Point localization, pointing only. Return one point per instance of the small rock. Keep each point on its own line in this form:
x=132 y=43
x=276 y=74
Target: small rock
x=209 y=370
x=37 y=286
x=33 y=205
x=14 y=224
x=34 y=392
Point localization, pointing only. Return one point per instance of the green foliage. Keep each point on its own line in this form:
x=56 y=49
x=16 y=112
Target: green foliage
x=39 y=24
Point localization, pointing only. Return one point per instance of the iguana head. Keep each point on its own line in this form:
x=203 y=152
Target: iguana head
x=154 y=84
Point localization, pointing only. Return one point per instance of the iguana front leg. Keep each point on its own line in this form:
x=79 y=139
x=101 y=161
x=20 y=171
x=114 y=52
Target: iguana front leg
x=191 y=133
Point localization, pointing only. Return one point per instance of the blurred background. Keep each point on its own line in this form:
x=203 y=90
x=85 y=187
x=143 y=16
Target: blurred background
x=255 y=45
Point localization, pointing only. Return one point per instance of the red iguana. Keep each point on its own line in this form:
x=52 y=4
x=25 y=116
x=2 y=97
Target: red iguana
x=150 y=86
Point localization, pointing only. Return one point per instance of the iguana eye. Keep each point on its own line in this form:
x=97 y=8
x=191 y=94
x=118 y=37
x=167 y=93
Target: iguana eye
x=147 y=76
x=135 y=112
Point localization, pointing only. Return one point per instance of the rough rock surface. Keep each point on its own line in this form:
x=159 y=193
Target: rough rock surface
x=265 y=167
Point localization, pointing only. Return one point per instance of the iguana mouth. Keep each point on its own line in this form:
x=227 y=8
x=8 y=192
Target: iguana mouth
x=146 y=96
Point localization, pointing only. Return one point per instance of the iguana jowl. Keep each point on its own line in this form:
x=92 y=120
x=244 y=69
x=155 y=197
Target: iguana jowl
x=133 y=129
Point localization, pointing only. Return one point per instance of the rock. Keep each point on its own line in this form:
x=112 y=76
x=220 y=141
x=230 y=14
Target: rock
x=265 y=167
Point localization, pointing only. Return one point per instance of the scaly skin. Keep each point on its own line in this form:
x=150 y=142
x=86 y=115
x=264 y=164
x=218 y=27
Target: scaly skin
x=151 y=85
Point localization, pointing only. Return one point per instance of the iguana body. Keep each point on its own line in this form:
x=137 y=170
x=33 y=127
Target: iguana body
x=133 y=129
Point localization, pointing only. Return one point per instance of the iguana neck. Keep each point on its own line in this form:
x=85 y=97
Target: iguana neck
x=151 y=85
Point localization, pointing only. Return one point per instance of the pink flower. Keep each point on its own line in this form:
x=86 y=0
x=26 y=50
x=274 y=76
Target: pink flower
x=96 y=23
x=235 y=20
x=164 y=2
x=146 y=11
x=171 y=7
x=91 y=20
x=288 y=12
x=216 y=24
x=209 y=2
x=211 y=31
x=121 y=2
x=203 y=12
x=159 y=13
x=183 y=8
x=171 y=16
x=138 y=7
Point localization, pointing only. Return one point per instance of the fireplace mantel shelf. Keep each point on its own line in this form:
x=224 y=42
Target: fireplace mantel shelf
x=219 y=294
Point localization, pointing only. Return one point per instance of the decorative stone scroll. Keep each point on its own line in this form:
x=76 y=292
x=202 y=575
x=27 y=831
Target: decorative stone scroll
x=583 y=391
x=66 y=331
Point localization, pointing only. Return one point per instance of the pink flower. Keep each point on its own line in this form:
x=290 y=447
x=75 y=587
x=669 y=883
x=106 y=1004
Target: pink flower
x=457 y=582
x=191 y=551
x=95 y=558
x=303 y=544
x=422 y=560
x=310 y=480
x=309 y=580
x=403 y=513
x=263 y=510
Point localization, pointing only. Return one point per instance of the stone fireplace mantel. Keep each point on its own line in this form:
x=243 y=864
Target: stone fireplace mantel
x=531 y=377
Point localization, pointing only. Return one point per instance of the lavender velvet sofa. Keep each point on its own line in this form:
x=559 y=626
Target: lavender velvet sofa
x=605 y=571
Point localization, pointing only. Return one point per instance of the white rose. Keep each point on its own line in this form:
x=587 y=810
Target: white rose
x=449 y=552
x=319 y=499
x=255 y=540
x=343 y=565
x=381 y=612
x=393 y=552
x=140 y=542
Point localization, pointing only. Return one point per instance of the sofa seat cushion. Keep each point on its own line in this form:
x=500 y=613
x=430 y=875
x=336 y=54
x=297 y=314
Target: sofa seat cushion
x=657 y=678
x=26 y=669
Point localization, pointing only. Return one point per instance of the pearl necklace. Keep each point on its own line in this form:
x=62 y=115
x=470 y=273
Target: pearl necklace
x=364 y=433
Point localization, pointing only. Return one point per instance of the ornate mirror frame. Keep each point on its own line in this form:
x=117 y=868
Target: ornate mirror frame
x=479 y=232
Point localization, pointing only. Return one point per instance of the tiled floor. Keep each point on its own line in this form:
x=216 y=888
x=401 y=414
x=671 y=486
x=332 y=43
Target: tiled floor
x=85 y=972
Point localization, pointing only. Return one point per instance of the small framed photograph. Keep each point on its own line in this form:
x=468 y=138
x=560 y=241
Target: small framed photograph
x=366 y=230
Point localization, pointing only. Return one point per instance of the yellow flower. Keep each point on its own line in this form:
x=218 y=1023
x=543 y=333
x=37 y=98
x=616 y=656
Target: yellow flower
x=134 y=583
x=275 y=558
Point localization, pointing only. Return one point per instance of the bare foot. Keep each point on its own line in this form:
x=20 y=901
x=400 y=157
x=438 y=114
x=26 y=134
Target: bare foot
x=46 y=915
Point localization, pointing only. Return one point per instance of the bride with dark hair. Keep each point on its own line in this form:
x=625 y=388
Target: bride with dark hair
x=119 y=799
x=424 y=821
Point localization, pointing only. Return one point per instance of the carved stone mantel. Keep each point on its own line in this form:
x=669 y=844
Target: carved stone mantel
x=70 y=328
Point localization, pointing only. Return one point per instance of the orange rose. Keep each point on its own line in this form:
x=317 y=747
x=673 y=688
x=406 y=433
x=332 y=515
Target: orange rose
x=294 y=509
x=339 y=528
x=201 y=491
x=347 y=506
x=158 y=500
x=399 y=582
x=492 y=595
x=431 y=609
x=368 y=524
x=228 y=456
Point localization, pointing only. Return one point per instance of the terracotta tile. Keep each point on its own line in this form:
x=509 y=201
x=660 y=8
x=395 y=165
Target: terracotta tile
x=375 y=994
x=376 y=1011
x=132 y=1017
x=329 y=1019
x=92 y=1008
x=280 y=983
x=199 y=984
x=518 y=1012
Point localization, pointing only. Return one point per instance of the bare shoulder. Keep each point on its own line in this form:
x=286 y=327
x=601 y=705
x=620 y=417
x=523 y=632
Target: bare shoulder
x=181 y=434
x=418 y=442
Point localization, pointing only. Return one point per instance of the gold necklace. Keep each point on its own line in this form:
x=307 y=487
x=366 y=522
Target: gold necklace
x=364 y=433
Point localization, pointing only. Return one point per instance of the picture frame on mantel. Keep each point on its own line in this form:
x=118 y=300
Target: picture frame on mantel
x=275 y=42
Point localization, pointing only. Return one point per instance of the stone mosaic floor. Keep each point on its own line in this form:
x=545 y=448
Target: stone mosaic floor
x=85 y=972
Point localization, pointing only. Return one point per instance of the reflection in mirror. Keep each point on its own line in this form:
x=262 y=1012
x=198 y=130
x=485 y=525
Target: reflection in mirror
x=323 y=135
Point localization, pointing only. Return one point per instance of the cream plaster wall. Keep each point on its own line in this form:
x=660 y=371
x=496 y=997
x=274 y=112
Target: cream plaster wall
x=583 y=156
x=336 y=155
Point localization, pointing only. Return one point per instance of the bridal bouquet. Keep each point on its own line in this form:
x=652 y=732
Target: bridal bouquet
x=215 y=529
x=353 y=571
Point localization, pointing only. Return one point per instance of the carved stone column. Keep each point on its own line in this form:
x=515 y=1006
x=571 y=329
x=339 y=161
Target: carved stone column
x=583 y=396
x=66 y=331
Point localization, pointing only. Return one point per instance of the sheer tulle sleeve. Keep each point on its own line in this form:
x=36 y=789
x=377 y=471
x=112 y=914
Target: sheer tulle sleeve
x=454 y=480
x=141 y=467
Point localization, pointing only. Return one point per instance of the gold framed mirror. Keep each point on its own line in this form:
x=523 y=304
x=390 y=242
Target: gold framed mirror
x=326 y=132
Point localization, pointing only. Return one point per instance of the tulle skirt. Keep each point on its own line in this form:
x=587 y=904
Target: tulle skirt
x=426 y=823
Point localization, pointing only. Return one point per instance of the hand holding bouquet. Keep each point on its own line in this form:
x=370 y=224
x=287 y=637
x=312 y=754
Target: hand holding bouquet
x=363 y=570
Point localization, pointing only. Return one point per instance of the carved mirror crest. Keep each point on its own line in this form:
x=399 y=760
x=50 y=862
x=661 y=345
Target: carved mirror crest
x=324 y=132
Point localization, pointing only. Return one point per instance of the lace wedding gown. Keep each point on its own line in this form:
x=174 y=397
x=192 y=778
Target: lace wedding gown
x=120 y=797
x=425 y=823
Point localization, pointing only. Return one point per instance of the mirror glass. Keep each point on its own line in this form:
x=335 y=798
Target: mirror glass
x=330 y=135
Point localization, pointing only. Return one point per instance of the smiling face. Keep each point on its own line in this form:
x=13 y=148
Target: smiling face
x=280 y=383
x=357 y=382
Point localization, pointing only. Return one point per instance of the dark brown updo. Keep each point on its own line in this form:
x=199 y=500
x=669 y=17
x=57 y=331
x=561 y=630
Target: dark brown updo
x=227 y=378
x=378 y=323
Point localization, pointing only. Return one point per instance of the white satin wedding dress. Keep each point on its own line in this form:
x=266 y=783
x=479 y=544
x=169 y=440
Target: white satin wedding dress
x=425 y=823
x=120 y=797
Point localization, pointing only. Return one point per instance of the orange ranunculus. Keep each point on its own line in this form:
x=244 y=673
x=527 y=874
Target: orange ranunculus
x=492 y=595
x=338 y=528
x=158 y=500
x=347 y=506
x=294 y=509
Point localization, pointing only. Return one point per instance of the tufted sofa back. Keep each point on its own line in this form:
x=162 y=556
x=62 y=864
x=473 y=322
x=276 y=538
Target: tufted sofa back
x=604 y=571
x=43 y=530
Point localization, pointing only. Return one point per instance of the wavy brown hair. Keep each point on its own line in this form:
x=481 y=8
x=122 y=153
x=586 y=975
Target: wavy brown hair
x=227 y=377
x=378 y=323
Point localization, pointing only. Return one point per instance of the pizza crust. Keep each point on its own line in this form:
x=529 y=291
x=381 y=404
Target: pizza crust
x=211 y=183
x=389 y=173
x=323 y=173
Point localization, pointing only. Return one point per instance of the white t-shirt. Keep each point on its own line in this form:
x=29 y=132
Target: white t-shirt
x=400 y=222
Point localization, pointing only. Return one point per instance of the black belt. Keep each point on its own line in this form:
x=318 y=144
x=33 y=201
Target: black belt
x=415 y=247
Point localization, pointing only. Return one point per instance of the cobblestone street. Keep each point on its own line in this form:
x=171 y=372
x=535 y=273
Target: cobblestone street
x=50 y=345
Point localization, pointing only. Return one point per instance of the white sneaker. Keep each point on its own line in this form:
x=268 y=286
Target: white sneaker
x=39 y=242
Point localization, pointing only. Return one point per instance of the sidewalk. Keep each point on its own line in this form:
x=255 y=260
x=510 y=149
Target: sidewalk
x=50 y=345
────────────────────────────────────────
Pull out the lines above, from the one containing "of the sheer" through the one containing "x=357 y=382", including both ends, and copy them word for word.

Point localization, pointing only. Return one point per instance of the sheer tulle sleeve. Keep each point on its own line in this form:
x=36 y=789
x=377 y=471
x=112 y=914
Target: sheer tulle sleeve
x=454 y=480
x=141 y=467
Point localization, pointing only. Return one point per instance of the gold framed mirror. Keep each point on its own line in this form:
x=523 y=304
x=390 y=242
Target: gold framed mirror
x=326 y=132
Point localization, pointing only. Return one point per instance of the tulle skirt. Keep each point on its own line in this form:
x=587 y=904
Target: tulle skirt
x=426 y=823
Point localization, pointing only. Return one point per instance of the hand holding bouquet. Keep each point on its own line in this form:
x=370 y=224
x=287 y=637
x=312 y=754
Target: hand holding bouquet
x=363 y=570
Point localization, pointing only. Return one point per instance of the carved mirror crest. Keep each point on its own line in this form:
x=399 y=760
x=50 y=862
x=661 y=345
Target: carved mirror crest
x=324 y=132
Point localization, pointing only. Return one point per instance of the lace wedding gown. Keep each point on its own line in this form:
x=174 y=397
x=192 y=778
Target: lace wedding gown
x=120 y=797
x=425 y=823
Point localization, pointing only. Return one point per instance of the mirror glass. Keep each point on its own line in this form:
x=335 y=798
Target: mirror glass
x=330 y=135
Point localization, pointing only. Return one point per instance of the smiling face. Keep each point on its own line in this form:
x=13 y=148
Target: smiling face
x=280 y=383
x=357 y=382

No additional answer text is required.